Start of SOURCE EXTRACT

A 50-year-old diabetic woman has walked to Namugongo ahead of this year’s Martyrs Day celebrations on June 3 after she abandoned her medication, believing her faith in God would free her from her illness.
Ms Janet Otee, a resident of Opio Onyoro village in Anai parish, Lira Sub-county in Lira District, abandoned her medication in 2013 when she started walking to Namugongo Shrine in Wakiso District.
“My cure, my strength is in Jesus Christ. He is the one who gave me the courage and I have faith that He is going to cure me and it is still the faith I have now, today and tomorrow. That is why I’m able to walk,” Ms Otee, a mother of six, says.
“I am suffering from diabetes and (high blood) pressure. But since 2013, whenever I go for the (routine) check-up, my doctors give me the drugs but I don’t take them, and even now I have them in my bag but I have not even taken any tablet. I’m even taking tea with sugar,” she adds.
Ms Otee goes for routine check-up at Lira Regional Referral Hospital and she is scheduled to see the doctors again on June 13.

End of SOURCE EXTRACT
Start of RECORDS PROVIDED

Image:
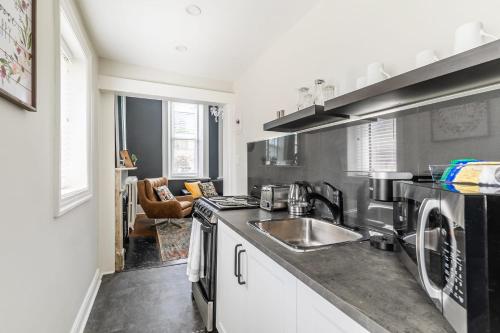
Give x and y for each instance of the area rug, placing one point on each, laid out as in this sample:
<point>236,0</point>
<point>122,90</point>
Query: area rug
<point>173,238</point>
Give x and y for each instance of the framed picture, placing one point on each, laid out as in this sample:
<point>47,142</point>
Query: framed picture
<point>127,161</point>
<point>469,120</point>
<point>17,52</point>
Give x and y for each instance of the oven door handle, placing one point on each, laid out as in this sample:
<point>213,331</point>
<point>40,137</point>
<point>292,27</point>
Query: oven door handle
<point>240,282</point>
<point>236,259</point>
<point>205,226</point>
<point>423,216</point>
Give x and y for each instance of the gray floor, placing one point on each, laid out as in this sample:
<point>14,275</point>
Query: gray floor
<point>147,300</point>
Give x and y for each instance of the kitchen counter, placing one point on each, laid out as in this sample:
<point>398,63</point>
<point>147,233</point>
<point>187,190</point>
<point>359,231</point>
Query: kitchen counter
<point>370,286</point>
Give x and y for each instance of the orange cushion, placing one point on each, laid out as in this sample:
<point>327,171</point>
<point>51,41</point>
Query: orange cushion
<point>185,204</point>
<point>194,189</point>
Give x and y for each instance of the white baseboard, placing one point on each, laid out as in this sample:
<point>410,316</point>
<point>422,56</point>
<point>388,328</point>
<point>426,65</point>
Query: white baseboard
<point>83,313</point>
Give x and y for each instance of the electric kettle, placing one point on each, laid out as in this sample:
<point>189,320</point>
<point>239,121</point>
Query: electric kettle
<point>297,198</point>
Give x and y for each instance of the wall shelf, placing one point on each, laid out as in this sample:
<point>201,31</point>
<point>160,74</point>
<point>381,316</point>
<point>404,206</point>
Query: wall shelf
<point>473,69</point>
<point>302,119</point>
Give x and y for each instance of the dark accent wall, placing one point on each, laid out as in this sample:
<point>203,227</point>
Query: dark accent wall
<point>144,138</point>
<point>213,148</point>
<point>144,135</point>
<point>433,134</point>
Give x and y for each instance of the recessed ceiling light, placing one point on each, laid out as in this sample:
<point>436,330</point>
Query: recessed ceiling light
<point>193,10</point>
<point>181,48</point>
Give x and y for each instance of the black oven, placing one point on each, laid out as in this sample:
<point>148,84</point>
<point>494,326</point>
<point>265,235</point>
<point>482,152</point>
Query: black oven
<point>204,291</point>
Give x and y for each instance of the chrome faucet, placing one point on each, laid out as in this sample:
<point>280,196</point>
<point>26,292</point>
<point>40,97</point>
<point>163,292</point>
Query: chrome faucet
<point>335,206</point>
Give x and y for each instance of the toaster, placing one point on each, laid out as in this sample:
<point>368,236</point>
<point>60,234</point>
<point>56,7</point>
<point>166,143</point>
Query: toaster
<point>274,197</point>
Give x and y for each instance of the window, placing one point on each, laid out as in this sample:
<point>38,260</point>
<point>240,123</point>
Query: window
<point>186,140</point>
<point>74,136</point>
<point>372,147</point>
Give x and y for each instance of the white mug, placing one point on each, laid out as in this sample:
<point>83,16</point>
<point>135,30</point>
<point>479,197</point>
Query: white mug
<point>375,73</point>
<point>425,57</point>
<point>344,87</point>
<point>469,36</point>
<point>360,82</point>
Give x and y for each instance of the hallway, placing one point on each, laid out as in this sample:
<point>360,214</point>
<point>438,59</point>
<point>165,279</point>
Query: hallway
<point>147,301</point>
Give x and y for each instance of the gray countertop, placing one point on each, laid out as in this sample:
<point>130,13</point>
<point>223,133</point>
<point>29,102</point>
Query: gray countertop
<point>370,286</point>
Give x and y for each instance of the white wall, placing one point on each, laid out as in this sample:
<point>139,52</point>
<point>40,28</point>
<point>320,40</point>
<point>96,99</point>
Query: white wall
<point>336,40</point>
<point>126,71</point>
<point>47,264</point>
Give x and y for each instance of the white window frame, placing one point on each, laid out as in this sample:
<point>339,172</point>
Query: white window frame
<point>70,201</point>
<point>202,141</point>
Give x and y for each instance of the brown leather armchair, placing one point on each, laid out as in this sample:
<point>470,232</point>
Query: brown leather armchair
<point>157,209</point>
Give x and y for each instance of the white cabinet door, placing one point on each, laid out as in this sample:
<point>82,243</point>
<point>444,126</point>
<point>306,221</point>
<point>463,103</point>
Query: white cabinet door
<point>271,295</point>
<point>231,296</point>
<point>315,314</point>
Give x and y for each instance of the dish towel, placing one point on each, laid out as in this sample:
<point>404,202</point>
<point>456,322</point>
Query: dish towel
<point>196,256</point>
<point>131,183</point>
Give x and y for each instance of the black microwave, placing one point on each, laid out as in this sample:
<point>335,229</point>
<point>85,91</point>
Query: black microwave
<point>448,236</point>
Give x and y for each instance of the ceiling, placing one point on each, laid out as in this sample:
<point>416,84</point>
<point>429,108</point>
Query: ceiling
<point>221,42</point>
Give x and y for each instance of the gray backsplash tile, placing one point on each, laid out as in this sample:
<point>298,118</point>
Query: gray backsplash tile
<point>435,134</point>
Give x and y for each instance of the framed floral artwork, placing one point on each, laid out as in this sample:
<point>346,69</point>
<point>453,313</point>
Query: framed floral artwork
<point>17,52</point>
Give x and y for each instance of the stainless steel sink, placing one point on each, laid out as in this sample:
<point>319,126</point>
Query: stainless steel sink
<point>306,234</point>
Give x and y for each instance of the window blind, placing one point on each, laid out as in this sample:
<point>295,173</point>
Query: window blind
<point>73,123</point>
<point>186,140</point>
<point>373,146</point>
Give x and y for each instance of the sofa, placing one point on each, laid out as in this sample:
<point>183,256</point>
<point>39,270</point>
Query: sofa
<point>157,209</point>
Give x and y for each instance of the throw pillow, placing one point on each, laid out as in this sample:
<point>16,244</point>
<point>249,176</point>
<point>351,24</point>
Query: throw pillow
<point>164,193</point>
<point>194,189</point>
<point>208,190</point>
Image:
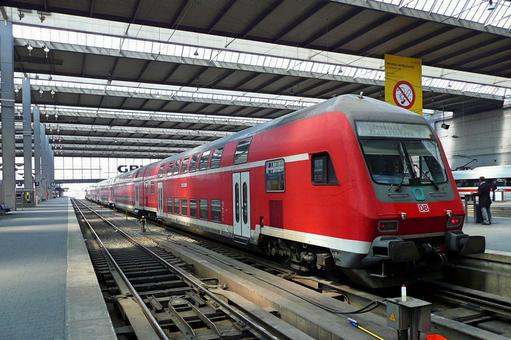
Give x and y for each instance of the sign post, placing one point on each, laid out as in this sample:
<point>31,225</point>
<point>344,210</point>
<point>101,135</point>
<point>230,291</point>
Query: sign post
<point>403,82</point>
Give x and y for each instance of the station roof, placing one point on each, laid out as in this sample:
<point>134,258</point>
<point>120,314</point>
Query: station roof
<point>225,64</point>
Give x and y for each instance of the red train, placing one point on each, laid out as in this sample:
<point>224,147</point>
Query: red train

End of RECORDS PROVIDED

• AIM OF THE TASK
In the news report about the Namugongo walk, at which hospital does Ms Otee go for her routine check-ups?

• WRITTEN SOLUTION
Lira Regional Referral Hospital